--- SOURCE TEXT ---

= David Menasche =

David Menasche (August 1, 1973 – November 20, 2014) was an American educator and a cofounding teacher of Coral Reef Senior High School in South Miami-Dade, Florida.

Menasche began his teaching career at Coral Reef after earning his teaching certificate at Florida International University in 1997. In the fall of 2006, he was diagnosed with glioblastoma multiforme, a lemon-size brain tumor in his right temporal lobe indicative of Stage IV brain cancer, and given a few months to live. After undergoing three surgeries, two and a half years of chemotherapy, and 30 rounds of radiation, he was able to teach at Coral Reef for six more years until he suffered a seizure in 2012 that greatly reduced his peripheral vision in both eyes and weakened his left side, forcing him to give up teaching.

Unable to return to Coral Reef, Menasche decided to embark on a quest to reconnect with some of the 3,000 students he had taught during his 15-year career. Calling it The Vision Quest, Menasche posted his plans to his old friends and students on Facebook with a call for couches, and ended up with 73 offers within three days.

--- QUESTIONS TO ANSWER ---
A. Translate this sentence from the David Menasche text into Spanish: "Menasche began his teaching career at Coral Reef after earning his teaching certificate at Florida International University in 1997."
B. Rewrite the part of the David Menasche text that opens with the words containing "Menasche began his" and closes with "give up teaching.", swapping "seizure" for "stroke".
C. Pick up the text about David Menasche where it stops, and keep writing.

--- RECORD SET ---
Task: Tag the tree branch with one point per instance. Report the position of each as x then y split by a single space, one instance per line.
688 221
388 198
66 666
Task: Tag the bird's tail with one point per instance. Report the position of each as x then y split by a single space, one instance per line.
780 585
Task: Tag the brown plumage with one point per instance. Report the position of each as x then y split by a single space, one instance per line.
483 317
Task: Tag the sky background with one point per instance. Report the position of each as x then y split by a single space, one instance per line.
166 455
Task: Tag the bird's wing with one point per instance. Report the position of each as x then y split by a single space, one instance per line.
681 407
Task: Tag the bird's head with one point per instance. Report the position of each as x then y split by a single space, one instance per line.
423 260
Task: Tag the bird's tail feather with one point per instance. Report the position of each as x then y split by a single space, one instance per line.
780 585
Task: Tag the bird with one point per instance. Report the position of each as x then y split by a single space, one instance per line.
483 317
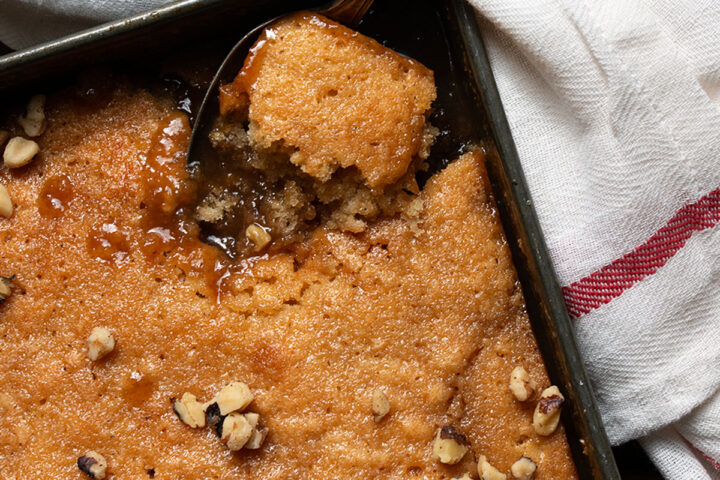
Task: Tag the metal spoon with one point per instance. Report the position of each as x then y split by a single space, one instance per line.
348 12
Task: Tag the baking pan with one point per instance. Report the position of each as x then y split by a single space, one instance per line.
442 35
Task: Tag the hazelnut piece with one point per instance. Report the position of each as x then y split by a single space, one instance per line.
521 385
189 410
547 411
93 465
487 471
235 431
19 152
100 343
233 398
258 235
380 406
523 469
33 121
259 431
450 446
6 207
6 284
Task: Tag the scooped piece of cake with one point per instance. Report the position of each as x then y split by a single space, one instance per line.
334 98
322 126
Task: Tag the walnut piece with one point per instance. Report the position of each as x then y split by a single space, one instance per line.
33 121
487 471
258 235
100 343
189 410
6 207
234 397
521 385
6 286
19 152
235 431
547 411
523 469
259 431
450 446
93 465
380 406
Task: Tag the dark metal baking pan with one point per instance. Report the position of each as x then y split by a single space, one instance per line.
442 35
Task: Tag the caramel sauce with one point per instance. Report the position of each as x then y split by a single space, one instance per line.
55 196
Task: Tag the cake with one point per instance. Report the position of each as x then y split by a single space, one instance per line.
399 348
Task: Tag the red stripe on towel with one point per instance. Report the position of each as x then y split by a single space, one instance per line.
612 280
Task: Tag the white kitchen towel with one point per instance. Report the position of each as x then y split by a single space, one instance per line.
615 109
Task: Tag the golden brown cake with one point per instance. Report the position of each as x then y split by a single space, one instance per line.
335 98
357 347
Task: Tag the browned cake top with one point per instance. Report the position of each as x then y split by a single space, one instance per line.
434 319
334 98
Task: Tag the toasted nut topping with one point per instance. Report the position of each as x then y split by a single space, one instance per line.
450 446
189 410
259 431
93 464
235 431
213 417
380 406
487 471
100 343
547 411
19 152
6 207
523 469
258 235
6 284
33 122
233 398
521 385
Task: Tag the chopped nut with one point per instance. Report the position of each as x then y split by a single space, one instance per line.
189 410
259 431
233 398
450 446
487 471
258 235
547 411
6 207
523 469
93 464
235 431
19 151
521 385
100 343
6 284
33 121
213 417
380 406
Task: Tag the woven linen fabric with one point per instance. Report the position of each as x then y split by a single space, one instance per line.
615 109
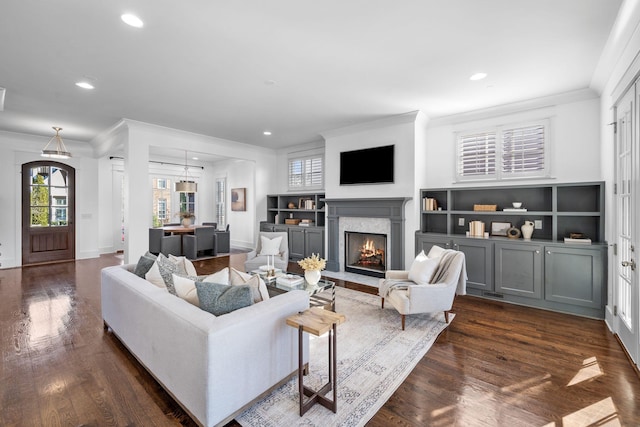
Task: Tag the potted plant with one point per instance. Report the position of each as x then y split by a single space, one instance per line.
312 266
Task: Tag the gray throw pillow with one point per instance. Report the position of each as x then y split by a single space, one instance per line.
167 268
220 299
144 264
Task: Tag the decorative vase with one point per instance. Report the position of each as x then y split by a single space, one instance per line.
527 230
312 276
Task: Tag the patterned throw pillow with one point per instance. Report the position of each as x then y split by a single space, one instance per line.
144 264
220 299
161 273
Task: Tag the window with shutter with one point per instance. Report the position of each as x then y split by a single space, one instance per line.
509 151
306 173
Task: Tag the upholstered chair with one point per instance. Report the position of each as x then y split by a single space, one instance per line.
201 243
168 245
430 286
259 257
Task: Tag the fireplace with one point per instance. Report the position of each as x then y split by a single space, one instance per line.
365 253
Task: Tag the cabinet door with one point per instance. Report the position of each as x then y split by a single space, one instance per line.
314 242
478 256
296 243
424 242
518 269
574 275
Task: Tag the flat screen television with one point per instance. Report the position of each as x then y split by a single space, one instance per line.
367 166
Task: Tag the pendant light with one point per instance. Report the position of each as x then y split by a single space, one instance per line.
186 185
60 152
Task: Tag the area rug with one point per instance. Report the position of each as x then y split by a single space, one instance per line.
374 358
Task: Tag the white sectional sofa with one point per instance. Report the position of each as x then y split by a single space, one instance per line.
212 366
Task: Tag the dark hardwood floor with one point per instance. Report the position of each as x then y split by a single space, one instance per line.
496 364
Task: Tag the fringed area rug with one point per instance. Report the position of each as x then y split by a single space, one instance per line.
374 357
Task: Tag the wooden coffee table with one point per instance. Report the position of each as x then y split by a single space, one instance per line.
317 321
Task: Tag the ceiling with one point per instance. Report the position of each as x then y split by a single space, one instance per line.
297 68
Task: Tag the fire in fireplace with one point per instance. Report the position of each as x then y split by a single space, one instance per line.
365 253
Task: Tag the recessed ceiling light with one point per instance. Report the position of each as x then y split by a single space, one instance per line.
85 84
132 20
478 76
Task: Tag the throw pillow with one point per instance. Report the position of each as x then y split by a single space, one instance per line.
220 299
144 264
161 273
186 264
258 287
422 268
186 285
270 246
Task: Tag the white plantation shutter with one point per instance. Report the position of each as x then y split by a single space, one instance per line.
477 154
523 150
305 173
504 152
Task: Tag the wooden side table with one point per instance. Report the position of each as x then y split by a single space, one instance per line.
317 321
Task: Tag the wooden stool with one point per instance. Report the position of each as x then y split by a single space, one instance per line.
317 321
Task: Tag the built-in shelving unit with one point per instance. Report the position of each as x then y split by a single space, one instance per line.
560 209
543 271
295 206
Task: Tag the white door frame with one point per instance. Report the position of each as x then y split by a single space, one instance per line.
626 296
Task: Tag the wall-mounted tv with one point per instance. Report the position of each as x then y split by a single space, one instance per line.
367 166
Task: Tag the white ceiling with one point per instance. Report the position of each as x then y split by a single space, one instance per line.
233 69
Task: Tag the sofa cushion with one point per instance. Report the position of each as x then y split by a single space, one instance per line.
144 264
186 285
270 246
220 299
258 287
160 273
422 268
186 264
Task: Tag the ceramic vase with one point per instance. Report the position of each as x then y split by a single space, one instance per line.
312 276
527 230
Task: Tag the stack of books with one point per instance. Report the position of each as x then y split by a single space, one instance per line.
429 204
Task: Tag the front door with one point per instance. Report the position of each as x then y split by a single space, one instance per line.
625 293
48 212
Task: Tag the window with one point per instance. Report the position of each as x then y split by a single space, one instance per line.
505 152
306 173
162 209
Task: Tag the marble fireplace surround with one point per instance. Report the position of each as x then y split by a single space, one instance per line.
389 208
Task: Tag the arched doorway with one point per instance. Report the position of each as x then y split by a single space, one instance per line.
48 212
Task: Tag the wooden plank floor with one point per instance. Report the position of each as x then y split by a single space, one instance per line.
496 365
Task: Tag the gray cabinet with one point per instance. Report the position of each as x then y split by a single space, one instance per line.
574 276
518 269
305 241
478 256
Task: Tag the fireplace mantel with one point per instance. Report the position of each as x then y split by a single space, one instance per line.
391 208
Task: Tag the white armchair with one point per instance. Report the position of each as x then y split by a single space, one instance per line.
408 297
258 257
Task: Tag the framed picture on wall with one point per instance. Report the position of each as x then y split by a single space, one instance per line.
238 199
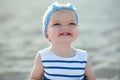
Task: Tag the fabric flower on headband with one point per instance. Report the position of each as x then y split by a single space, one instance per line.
53 8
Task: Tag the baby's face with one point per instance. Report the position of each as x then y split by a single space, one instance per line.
62 26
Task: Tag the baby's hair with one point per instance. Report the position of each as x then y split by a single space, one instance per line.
53 8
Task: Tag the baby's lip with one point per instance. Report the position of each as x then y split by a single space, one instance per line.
65 34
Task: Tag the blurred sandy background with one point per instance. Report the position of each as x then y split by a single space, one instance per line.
21 35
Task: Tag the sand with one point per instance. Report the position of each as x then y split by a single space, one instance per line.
21 36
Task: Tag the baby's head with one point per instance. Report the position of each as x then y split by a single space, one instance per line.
53 8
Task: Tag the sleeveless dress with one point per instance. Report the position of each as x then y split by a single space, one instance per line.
59 68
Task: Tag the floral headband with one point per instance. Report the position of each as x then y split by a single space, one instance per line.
53 8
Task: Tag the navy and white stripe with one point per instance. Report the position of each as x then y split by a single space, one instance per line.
57 68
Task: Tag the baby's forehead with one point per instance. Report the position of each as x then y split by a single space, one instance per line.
63 11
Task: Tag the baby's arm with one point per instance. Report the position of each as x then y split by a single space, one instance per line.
89 72
37 71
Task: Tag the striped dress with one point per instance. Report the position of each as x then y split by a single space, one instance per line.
59 68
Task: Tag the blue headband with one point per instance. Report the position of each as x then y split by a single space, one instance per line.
54 7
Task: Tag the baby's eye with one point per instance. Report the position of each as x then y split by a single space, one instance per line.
56 24
72 23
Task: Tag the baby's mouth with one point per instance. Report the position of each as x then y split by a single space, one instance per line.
65 34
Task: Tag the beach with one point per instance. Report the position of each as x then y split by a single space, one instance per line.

--- RESPONSES TO THE EXERCISE ---
A. Menasche comenzó su carrera docente en Coral Reef después de obtener su certificado de docente en la Florida International University en 1997.

B.
Menasche began his teaching career at Coral Reef after earning his teaching certificate at Florida International University in 1997. In the fall of 2006, he was diagnosed with glioblastoma multiforme, a lemon-size brain tumor in his right temporal lobe indicative of Stage IV brain cancer, and given a few months to live. After undergoing three surgeries, two and a half years of chemotherapy, and 30 rounds of radiation, he was able to teach at Coral Reef for six more years until he suffered a stroke in 2012 that greatly reduced his peripheral vision in both eyes and weakened his left side, forcing him to give up teaching.

C.
Menasche departed from Miami on November 2, 2012, with a list of 150 available couches across the country, filming and chronicling his journey along the way. Completing his trek in February 2013, he spent a total of 101 days on the road, visiting 31 cities, and seeing over 75 former students.

Following his trip, he published an autobiography, The Priority List: A Teacher’s Final Quest to Discover Life’s Greatest Lessons. The title of the memoir comes from an exercise Menasche used with his high school students when studying Othello. It is a list of values that he asked students to prioritize for the play’s main characters in order to develop an understanding of motivation.

Menasche had two older brothers, Maurice and Jacques. He separated from his wife, Paula, after the Vision Quest. Menasche’s story gained national attention when Lidia Dinkova, a former student, contacted him to write a story for the Miami Herald. NBC, USA Today, and CNN then quickly picked up the story of Menasche’s Vision Quest and struggle with brain cancer. Menasche died on November 20, 2014, aged 41.